Task brief
In the transcript below, list each thing Rob Lee says he is "the person" doing.

Text excerpt

00;29;38;19 - 00;29;56;22
Rob Lee
Cool. Is there any wiggle room I understand there's some bullet points you want to get across, but you hired me. Not just you could do this if you have questions and it's like there's something that I have. Is it? Oh, you're a black guy. So we are trying to get in this market or your your gay career, what have you, you're trying to get in this market.

00;29;56;22 - 00;30;15;03
Rob Lee
It's like, what is the reasoning why these two things come together? And, you know, I find that again, with the sort of business and art thing that I find that some of the folks that I've dealt with and work with from that capacity are businesspeople, quote unquote. I'm doing part of their job. I'm the person writing the muse.

00;30;15;03 - 00;30;20;15
Rob Lee
I'm the person that's doing the follow up. I'm the person not breaking the contract. You know, I'm not going to say any names.

00;30;20;28 - 00;30;21;06
Conrad Benner
Yeah.

00;30;21;23 - 00;30;44;08
Rob Lee
And that's that's a very interesting way in it's like I think once the opportunity for like sort of consistent funding comes in or some sort of stream to keep the stuff going more so being a sort of a solo person, you know, when I'm able to bring a person in and this is again where I relate, I think what I'm able to bring an assistant in, someone to support the admin stuff.

00;30;44;11 - 00;31;00;07
Rob Lee
Having an editor is like now this is a micro economy now and it's like, you know, as an artist, as someone in that sort of lane, you're paying yourself less. You want to make sure that people that are investing their time are getting something out of it, you know, just work that's worth their time.

00;31;01;07 - 00;31;23;25
Conrad Benner
That's one of the best things I ever did was get help. It's you need it to do this kind of work and to grow whatever you're doing. You know, again, I mentioned to Airedale, but I work with him a lot. He helps produce the magazine. And yeah, thinking about I'm really grateful that streets departments are at a point now where I do have an option to turn or I do have the ability to turn options down when different projects potentially come to me.

00;31;24;13 - 00;31;43;16
Conrad Benner
I think we're really intentional about what we do. It's been really exciting again this last year to work on the curatorial side, even something like we projected with Miguel. Antonio Horn. Miguel Antonio Horn is an artist who did this incredible sculpture around the corner. We're recording it really in Center City, Philadelphia. And he was like, Hey, can we get coffee one day?

Provided material
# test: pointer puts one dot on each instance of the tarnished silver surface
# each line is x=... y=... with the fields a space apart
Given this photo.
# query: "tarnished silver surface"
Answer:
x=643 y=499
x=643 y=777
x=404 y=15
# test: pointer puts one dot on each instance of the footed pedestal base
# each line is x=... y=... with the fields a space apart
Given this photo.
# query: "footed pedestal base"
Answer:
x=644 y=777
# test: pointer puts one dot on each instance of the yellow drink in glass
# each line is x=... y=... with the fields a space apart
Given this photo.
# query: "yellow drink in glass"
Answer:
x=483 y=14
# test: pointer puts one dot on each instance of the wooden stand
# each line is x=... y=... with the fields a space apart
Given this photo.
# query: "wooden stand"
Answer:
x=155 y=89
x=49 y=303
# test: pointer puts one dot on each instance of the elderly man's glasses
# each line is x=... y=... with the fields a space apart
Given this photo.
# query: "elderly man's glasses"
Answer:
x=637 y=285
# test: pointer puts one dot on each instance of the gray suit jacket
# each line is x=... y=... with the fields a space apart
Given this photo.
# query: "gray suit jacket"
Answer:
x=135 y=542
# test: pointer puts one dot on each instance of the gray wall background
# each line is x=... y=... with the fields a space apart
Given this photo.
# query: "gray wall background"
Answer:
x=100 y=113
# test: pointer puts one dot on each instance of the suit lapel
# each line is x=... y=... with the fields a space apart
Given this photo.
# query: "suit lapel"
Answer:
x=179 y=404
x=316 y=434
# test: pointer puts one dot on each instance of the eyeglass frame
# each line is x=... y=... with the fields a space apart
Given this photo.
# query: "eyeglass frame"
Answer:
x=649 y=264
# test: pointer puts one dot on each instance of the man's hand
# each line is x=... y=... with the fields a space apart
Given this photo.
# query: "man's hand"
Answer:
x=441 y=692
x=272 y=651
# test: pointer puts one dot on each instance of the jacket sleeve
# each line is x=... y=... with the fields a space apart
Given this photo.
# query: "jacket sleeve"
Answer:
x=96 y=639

Reply to the exercise
- Writing the muse
- Doing the follow up
- Not breaking the contract